要做的事:
A: 請把原文裡以「湊著湊著」開頭的那一段改寫得更簡短，主要內容要保留。
B: 照原文的說法，這題的解法簡單講是什麼？
C: 請從最後一行往下接著寫這篇合併鏈結串列的原文。

好吧就把今日命名為湊題數之日好了.....
湊著湊著湊了一個hard , 而我懶得再去看更多解法了(被歐飛)
簡單說就是先把mergeTwoLists 再寫一遍然後拿來用QQ
/**
* Definition for singly-linked list.
* struct ListNode {
* int val;
* struct ListNode *next;
* };
*/
struct ListNode* mergeTwoLists(struct ListNode* list1, struct ListNode* list2){
if (list1== NULL)
return list2;
if (list2==NULL)
return list1;
struct ListNode *p1,*p2, *head,*now;
p1=list1;
p2=list2;
if (p1->val < p2->val )
{
head = p1;
p1=p1->next;
}
else
{
head = p2;
p2=p2->next;
}
now = head;
while (p1!=NULL && p2!=NULL)

提供的資料:
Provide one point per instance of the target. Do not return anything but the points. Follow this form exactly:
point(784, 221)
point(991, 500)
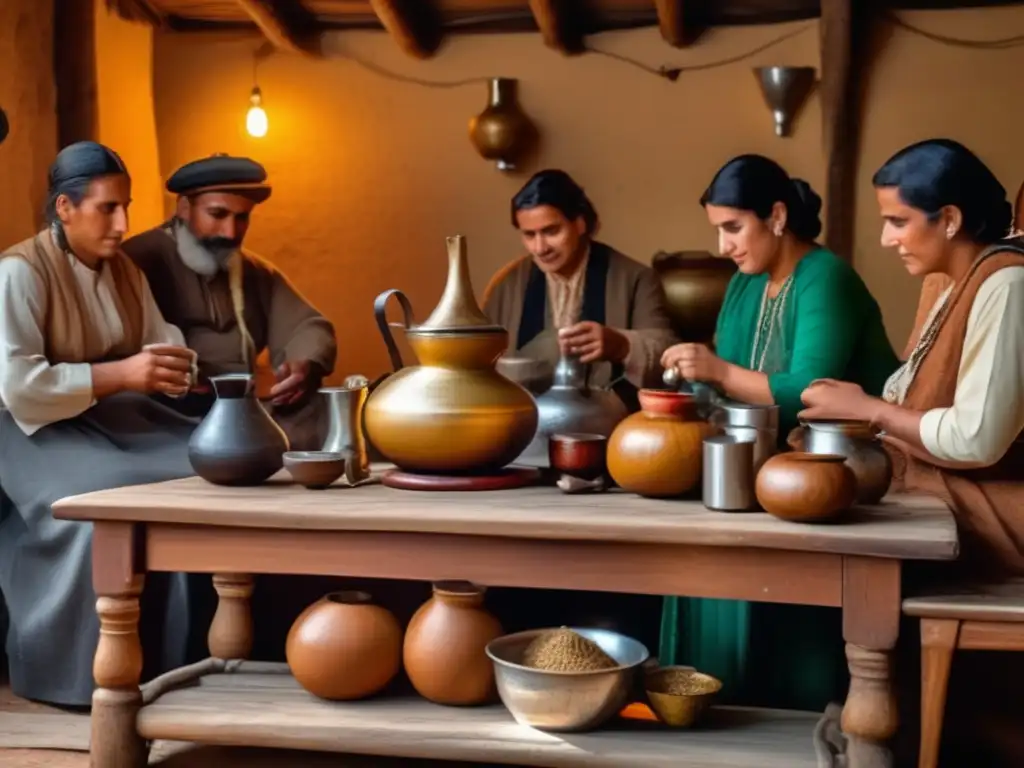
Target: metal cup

依序回答:
A: 湊題湊到一題 hard，懶得再看更多解法。

B: 先把 mergeTwoLists 重寫一遍，再拿來用。

C:
{
if (p1->val < p2->val )
{
now->next = p1;
p1=p1->next;
}
else
{
now->next = p2;
p2=p2->next;
}
now=now->next;
}
if (p1==NULL)
now->next =p2;
else
now->next = p1;
return head;
}
/**
* Definition for singly-linked list.
* struct ListNode {
* int val;
* struct ListNode *next;
* };
*/
struct ListNode* mergeKLists(struct ListNode** lists, int listsSize){
if (listsSize==1)
return lists[0];
struct ListNode* new = NULL;
for (int i=0;i<listsSize-1;i++)
{
new = mergeTwoLists(lists[i],lists[i+1]);
lists[i+1]=new;
}
return new;
}
20240811 更新
原來可以偷吃步嗎= = 說是把全部list 的number 存起來sort 後再生出一個return linked list 回去。當做練一下語感?! ~___~ 不過新的head 寫在迴圈裡覺得好醜喔。
本來是想要拿掉TBD的,結果要用C 沒有的priority queue 嗎XD (max heap)
算了啦算了啦(自暴自棄貌)怎麼那麼喜歡heap 啊!!!
int comp(const void *a, const void *b)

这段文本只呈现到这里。